**The problem:** Give the records running from the line containing "Object class to annotate: drainpipe" down to the line containing "[252, 201, 257, 225]", both included, as a two-column CSV with the columns request and answer and one row per request. Put each value in a single quoted field, with any line breaks changed to spaces.

Rows from a dataset of box labels:
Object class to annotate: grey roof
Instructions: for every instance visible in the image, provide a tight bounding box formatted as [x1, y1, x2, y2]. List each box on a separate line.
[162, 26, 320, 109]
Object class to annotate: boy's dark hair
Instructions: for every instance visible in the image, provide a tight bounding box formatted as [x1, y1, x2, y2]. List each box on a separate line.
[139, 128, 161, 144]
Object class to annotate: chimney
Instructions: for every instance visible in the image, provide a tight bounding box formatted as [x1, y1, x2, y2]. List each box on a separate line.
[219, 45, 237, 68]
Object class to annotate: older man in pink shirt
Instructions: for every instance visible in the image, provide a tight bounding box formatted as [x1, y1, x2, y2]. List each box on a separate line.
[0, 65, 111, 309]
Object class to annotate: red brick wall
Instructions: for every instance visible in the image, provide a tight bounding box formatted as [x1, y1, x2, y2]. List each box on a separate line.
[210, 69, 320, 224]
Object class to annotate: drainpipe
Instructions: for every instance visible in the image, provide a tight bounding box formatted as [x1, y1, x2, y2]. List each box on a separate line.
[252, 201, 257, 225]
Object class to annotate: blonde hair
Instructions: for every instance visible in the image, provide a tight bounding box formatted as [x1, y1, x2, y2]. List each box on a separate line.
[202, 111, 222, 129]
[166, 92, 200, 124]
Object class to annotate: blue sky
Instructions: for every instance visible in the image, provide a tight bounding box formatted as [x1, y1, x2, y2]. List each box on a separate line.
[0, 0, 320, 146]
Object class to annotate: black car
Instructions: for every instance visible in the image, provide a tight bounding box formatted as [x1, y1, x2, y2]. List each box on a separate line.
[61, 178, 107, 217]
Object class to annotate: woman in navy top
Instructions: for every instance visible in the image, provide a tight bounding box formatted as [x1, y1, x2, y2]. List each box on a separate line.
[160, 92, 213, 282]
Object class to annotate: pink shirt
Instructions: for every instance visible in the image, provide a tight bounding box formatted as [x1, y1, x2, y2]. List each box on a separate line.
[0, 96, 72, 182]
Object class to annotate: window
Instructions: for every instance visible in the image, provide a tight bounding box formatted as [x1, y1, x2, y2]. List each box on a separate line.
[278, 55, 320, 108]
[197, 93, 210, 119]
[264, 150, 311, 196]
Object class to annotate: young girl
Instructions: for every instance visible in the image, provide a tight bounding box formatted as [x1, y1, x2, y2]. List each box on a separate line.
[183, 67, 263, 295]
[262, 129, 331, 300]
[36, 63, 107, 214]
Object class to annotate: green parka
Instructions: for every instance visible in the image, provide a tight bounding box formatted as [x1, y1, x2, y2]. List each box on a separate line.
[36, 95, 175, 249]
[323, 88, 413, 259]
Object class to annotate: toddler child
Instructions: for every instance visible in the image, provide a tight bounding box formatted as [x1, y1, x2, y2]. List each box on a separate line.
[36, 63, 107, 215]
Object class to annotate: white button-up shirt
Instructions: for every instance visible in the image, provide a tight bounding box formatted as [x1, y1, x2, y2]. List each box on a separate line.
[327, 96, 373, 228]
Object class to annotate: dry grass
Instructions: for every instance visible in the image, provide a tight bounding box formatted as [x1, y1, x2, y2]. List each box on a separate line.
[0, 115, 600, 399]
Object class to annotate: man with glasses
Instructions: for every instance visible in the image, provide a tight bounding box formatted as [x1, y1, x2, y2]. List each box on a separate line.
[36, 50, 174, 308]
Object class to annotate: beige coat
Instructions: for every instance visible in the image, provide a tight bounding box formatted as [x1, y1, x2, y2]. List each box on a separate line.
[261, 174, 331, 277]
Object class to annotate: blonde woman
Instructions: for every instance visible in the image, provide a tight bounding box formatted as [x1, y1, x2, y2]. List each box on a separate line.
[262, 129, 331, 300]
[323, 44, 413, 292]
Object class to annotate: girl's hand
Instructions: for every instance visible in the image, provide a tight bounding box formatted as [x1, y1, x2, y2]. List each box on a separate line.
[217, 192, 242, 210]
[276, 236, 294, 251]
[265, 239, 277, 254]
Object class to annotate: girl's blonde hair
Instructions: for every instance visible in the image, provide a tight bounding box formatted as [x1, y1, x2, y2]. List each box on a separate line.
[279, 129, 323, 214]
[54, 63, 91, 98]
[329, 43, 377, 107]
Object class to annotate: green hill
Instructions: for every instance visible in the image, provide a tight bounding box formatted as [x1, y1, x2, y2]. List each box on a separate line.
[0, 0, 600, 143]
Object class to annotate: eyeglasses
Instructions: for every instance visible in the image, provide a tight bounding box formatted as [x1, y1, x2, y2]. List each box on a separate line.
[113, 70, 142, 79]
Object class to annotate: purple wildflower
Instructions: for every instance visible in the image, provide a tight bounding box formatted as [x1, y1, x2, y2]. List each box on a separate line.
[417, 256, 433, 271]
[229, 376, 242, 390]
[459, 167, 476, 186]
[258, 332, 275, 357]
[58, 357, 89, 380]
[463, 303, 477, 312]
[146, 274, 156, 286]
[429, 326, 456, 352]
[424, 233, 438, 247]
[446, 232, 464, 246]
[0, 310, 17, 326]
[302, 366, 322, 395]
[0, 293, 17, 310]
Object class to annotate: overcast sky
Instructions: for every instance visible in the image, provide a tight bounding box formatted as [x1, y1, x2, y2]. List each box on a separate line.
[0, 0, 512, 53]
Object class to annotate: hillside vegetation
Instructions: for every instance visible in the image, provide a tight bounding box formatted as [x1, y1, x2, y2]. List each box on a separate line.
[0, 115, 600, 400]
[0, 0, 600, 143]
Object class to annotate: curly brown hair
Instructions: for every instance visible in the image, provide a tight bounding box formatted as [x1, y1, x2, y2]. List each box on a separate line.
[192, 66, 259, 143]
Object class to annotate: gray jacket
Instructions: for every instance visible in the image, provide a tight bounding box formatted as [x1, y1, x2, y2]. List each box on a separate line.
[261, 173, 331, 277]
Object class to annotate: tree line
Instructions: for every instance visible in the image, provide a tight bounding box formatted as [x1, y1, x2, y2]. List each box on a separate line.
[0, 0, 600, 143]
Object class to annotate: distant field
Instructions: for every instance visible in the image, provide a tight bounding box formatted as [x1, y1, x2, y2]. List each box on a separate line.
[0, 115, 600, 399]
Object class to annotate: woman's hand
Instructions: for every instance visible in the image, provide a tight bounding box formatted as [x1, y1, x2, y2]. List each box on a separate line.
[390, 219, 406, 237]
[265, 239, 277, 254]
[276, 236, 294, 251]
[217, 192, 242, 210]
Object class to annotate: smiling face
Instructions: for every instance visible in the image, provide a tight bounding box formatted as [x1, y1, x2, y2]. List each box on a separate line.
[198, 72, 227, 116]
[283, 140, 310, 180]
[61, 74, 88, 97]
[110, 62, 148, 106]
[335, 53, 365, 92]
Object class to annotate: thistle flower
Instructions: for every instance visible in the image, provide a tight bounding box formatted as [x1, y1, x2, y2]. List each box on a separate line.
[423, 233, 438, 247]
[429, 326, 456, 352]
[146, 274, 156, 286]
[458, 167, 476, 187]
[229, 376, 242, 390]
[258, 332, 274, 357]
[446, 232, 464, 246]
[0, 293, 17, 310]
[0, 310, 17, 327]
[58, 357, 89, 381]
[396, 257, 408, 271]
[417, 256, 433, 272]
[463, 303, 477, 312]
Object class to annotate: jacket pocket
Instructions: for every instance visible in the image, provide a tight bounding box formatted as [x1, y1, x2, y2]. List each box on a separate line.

**Result of the task:**
request,answer
"Object class to annotate: drainpipe Instructions: for every instance visible in the image, provide a tight bounding box formatted as [x1, y1, x2, y2]. List each box on a separate line.","[252, 201, 257, 225]"